EXERCISE PROMPT
Answer the following from the article on harsh verbal discipline of teenagers:
(a) What share of American parents reported using more severe forms of harsh verbal discipline, such as swearing?
(b) How many two-parent families did the researchers assess?
(c) At what ages did the researchers observe the participants' behavior?

===== EXTRACT PROVIDED

When your teenage child refuses to do the chores or breaks the curfew, your first instinct as a parent may be to scream and, in some cases, swear. But could such instinctual behavior cause lasting damage in your children? According to a new study, yes.
In a nationally representative survey, 90 percent of American parents reported one or more instances of using harsh verbal discipline with children of all ages. Fifty percent reported using more severe forms of this type of discipline, such as swearing. Teen angst can be difficult to deal with but screaming or swearing at your child is proven to be ineffective. Parents who use harsh verbal discipline with teens are found to actually aggravate problematic behavior and increase symptoms of depression in their children, according to the study's findings.
Results published in the journal Child Development show that parents' hostility toward their teens increases their chilren's risk of delinquency and risky behavior. Researchers at the University of Pittsburgh and the University of Michigan assessed 967 two-parent families (mostly middle-class) and their children — approximately half were European American, 40 percent were African American, and the rest were from different ethnic backgrounds. The students and their parents completed surveys over a two-year period on topics related to mental health, quality of the parent-child relationship, and more.
To accurately evaluate conduct problems in teens, the researchers observed the participants’ behavior at ages 13 and 14. From a scale of 1 (never) to 5 (10 or more times), students were asked questions such as "In the past year, how often have you: a) been disobedient in school, b) lied to your parents, c) stolen from a store, d) been involved in a gang fight, and e) damaged public or private property for fun?"
Parents’ level of verbal discipline was measured on a scale from 1 (never) to 5 (always). The parents of the students were asked questions such as "In the past year, after your child has disobeyed you or done something wrong, how often have you: a) shouted, yelled, or screamed at the child, b) swore or cursed at the child, and c) called the child dumb or lazy or some other name like that?"

==========
===== RECORDED INFORMATION

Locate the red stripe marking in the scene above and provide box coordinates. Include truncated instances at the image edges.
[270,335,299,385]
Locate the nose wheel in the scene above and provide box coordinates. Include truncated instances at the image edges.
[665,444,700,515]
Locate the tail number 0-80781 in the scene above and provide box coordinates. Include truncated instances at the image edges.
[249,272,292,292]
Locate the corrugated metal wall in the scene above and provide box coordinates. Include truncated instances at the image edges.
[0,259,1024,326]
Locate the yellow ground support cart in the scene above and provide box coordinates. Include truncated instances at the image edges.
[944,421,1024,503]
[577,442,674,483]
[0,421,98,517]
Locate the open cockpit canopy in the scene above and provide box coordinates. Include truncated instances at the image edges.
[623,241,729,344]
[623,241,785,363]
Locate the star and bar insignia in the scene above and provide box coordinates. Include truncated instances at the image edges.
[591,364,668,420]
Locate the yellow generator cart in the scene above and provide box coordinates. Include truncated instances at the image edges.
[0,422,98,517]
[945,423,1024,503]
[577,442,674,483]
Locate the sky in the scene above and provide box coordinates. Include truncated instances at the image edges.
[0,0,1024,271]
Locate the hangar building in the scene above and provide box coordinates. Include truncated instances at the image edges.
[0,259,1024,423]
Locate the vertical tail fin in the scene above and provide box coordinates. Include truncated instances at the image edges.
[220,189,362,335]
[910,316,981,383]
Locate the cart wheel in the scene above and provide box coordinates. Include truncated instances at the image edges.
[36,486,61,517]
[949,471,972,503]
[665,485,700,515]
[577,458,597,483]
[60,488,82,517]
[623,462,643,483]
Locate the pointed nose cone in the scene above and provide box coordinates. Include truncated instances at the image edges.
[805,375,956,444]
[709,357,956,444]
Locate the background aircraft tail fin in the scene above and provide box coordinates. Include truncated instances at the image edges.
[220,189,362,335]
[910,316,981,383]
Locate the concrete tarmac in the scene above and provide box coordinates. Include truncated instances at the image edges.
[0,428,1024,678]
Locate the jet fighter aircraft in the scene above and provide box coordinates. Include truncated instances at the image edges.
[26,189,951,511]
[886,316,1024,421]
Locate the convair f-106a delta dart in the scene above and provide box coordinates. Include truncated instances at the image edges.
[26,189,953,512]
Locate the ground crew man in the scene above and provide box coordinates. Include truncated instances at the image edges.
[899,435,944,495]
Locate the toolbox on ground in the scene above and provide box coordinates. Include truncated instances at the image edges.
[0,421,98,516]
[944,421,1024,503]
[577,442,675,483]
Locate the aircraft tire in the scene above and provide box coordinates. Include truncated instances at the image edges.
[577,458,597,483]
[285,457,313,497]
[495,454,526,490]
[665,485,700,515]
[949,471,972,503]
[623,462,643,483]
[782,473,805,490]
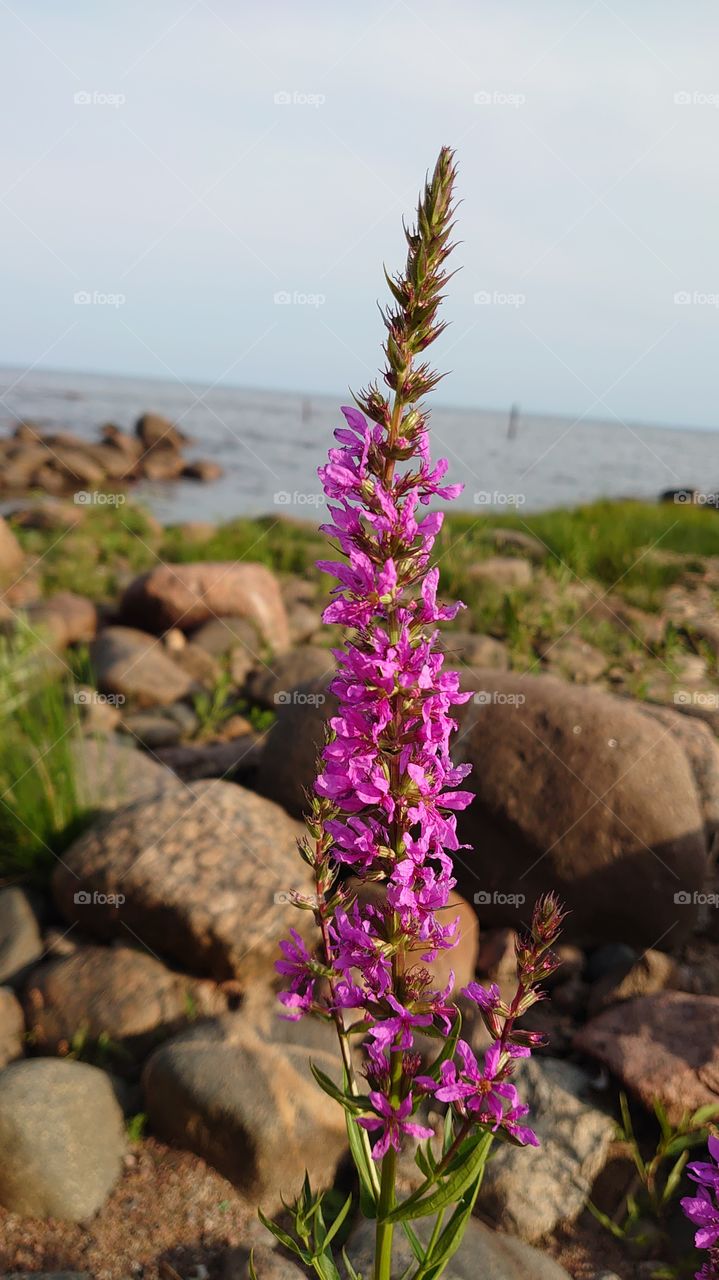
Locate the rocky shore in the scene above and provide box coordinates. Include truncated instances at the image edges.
[0,491,719,1280]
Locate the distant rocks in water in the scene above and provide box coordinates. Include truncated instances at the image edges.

==========

THE COMPLETED TASK
(a) Fifty percent.
(b) 967.
(c) At ages 13 and 14.